_Passage présenté_:

++++

Ce 26. — Ma pauvre enfant, il y a ici une lacune ; comme le papier manque sur le vaisseau, je soupçonne qu’on a pris sur ma table les trois feuilles restantes du dernier cahier que je gardais à ma portée pour t’écrire dans les moments où le roulis est un peu moins fort. Tu n’imagines pas combien il est difficile à l’homme qui a le plus d’ordre d’en avoir sur mer, et tu sais la peine que j’ai même à terre. Au reste, je tire un bon augure de ces trois feuilles de manque. C’est autant de rabattu sur la tâche de mon absence, c’est peut-être un présage que je serai trois mois de moins loin de toi ; en attendant, je reste toujours loin de Gorée sans vivres et sans espoir. Nous sommes à la viande salée pour toute nourriture, mais je m’en accommode très bien et je ne me sens pas même altéré ; il est vrai que l’eau ne rappelle point son buveur. Mais si mon esprit était aussi bien que mon corps, je ne me plaindrais pas ; n’en conclus pourtant point qu’il n’y ait que mon esprit qui te regrette : tu ferais une grande injustice à quelqu’un qui se souvient toujours de toi à sa manière.

++++

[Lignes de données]
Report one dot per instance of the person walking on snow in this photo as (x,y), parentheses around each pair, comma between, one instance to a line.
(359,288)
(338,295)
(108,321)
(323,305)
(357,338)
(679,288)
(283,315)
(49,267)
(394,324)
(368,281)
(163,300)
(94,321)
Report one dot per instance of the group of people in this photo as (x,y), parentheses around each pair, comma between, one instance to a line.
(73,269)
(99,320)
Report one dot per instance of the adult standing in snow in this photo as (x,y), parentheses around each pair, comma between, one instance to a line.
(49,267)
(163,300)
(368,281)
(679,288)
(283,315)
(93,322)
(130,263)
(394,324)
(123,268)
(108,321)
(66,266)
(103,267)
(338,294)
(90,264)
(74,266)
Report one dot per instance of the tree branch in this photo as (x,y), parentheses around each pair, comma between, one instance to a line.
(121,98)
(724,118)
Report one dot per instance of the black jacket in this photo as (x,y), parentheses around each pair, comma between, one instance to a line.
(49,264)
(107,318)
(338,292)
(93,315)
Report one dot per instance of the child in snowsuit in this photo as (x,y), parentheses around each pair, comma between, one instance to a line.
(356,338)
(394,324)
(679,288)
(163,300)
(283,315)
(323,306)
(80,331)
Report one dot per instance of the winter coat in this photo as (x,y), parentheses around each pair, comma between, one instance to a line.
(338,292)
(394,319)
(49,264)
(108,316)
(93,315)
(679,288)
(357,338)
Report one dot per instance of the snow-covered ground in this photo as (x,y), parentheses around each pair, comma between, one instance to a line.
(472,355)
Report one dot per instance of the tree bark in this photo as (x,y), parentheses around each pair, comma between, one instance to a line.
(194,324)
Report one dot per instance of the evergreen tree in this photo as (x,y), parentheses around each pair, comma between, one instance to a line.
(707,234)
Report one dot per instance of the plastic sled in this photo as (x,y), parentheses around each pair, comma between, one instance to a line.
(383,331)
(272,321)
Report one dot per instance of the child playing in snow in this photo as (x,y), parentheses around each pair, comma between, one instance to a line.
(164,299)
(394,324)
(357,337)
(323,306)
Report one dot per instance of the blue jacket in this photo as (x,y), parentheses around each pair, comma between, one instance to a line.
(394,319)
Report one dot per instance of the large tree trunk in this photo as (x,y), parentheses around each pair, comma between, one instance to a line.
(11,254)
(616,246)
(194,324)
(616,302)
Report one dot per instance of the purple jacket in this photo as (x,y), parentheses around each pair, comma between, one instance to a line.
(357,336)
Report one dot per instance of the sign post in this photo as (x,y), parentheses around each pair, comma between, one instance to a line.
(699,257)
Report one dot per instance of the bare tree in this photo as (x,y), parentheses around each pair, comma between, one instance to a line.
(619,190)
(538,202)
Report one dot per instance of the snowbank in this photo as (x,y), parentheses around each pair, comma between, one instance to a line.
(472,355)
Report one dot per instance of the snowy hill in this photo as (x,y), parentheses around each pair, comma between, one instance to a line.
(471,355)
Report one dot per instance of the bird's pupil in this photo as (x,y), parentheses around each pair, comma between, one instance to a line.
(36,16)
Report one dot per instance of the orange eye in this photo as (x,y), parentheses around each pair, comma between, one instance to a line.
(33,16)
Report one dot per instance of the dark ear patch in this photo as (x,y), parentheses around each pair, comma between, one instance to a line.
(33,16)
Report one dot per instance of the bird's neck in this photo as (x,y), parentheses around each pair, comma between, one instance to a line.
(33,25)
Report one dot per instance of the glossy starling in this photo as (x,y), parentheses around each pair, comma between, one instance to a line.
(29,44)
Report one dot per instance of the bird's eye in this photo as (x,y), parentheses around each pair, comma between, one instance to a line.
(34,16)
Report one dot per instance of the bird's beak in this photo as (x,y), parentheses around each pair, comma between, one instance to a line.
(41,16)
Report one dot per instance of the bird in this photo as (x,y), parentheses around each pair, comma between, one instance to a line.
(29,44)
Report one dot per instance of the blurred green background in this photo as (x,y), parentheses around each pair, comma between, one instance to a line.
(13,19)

++++

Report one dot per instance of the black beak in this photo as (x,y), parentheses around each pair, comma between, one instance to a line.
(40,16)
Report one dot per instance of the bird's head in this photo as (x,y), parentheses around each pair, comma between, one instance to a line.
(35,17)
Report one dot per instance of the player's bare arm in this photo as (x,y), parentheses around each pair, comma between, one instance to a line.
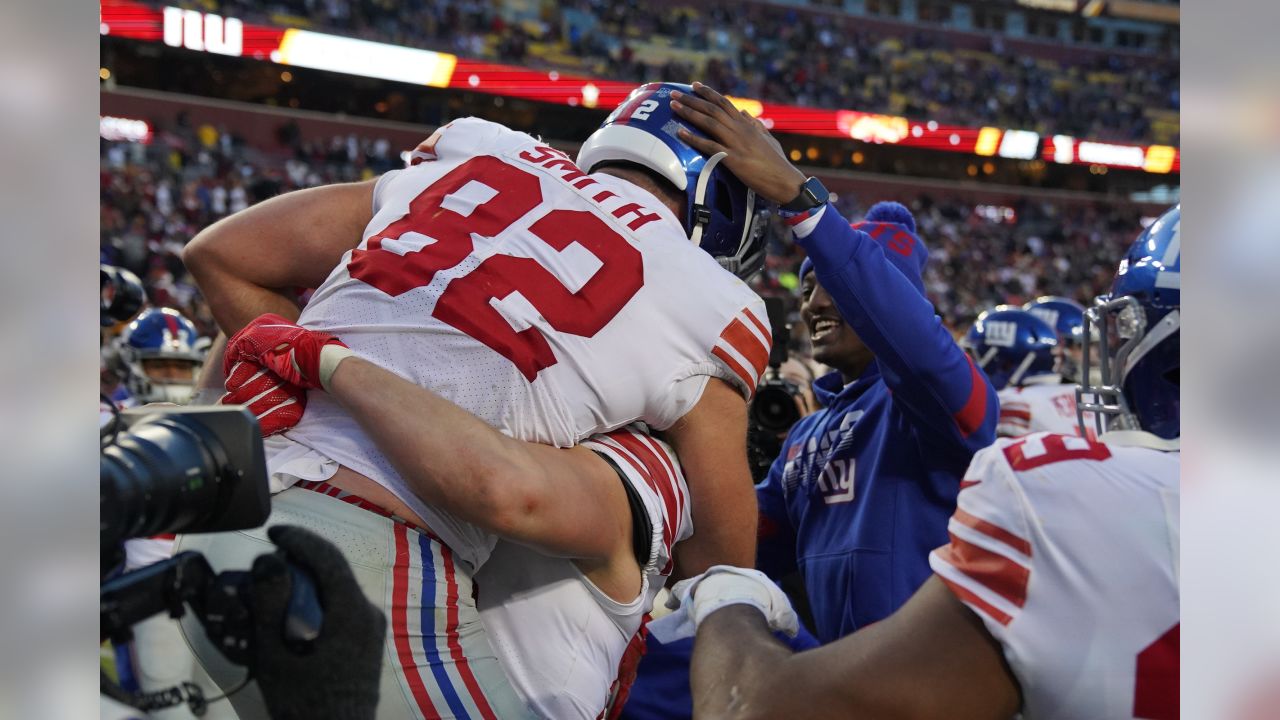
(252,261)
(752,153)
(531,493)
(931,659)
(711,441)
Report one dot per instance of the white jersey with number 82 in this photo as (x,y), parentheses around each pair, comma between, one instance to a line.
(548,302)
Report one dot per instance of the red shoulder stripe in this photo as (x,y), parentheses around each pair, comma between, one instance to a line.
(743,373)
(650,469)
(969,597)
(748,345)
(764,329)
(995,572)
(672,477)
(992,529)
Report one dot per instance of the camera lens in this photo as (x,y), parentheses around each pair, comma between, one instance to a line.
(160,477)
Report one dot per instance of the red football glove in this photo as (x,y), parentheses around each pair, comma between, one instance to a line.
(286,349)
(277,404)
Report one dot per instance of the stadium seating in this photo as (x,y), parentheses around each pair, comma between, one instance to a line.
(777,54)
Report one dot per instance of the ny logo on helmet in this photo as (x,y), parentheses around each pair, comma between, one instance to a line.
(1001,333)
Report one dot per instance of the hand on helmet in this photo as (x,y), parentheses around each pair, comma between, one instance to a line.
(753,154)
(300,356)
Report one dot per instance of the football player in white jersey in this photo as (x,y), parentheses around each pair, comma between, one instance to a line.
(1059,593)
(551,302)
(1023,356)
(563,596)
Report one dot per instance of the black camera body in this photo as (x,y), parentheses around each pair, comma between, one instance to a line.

++++

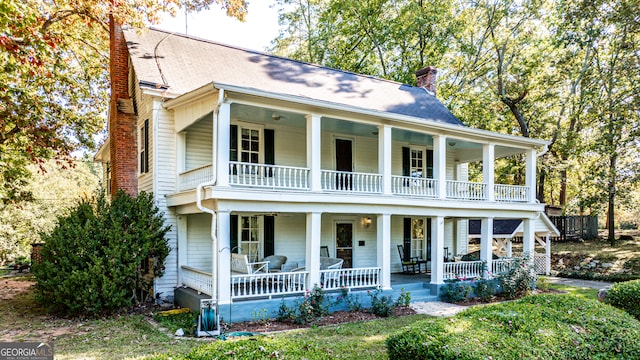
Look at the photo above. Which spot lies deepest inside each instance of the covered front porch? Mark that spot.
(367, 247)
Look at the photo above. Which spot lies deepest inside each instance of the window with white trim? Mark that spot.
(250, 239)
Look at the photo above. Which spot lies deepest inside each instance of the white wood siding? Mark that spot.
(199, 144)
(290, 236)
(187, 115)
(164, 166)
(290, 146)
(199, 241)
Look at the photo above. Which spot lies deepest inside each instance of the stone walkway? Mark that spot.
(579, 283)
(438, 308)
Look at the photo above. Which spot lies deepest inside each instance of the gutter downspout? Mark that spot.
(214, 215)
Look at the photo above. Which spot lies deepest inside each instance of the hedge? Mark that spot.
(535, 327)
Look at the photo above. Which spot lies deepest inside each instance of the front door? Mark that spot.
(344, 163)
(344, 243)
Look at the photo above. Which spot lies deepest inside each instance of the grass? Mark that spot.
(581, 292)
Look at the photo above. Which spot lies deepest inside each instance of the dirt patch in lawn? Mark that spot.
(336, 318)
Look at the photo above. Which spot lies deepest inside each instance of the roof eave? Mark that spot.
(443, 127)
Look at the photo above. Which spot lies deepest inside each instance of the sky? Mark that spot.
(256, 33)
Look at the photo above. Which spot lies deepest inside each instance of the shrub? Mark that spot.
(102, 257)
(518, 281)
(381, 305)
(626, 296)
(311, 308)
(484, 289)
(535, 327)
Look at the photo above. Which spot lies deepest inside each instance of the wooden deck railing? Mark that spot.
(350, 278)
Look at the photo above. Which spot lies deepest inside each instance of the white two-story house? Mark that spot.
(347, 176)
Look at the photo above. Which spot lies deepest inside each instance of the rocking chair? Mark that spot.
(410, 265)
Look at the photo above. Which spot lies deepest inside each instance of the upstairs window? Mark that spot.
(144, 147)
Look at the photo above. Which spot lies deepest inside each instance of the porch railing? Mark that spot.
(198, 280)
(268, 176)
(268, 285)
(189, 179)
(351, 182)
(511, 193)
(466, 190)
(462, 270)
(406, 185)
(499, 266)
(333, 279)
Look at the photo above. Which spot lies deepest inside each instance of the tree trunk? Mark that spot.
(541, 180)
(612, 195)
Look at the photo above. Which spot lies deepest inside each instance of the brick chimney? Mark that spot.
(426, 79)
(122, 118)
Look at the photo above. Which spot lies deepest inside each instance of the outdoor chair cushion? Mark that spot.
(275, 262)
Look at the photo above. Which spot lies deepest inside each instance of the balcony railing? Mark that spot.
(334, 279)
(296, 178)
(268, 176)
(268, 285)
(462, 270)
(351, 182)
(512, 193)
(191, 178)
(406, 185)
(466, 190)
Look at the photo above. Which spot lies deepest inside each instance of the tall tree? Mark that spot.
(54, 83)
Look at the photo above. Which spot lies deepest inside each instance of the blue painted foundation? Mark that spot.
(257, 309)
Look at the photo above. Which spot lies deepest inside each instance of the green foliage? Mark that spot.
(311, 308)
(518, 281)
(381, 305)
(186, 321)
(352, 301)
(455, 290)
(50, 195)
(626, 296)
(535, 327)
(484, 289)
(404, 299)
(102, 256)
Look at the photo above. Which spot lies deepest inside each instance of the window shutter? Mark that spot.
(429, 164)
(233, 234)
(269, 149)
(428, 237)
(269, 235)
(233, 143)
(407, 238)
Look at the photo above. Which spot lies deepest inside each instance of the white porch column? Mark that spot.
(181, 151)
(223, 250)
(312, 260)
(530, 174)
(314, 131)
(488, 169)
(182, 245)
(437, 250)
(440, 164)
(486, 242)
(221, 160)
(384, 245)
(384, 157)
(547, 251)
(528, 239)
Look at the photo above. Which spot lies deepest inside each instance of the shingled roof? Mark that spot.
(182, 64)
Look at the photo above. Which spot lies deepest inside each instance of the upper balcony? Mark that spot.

++++

_Tâches_:
a: Selon le passage présenté, quelle est la seule nourriture à bord du vaisseau ?
b: Dans les lignes de données, remplace « deepest » par « most central » de la ligne contenant « roof? Mark that spot. » jusqu'à la ligne contenant « balcony? Mark that spot. », sans rien modifier d'autre.

_Réponses par tâche_:
a: De la viande salée.

b:
Look at the photo above. Which spot lies most central inside each instance of the shingled roof? Mark that spot.
(182, 64)
Look at the photo above. Which spot lies most central inside each instance of the upper balcony? Mark that spot.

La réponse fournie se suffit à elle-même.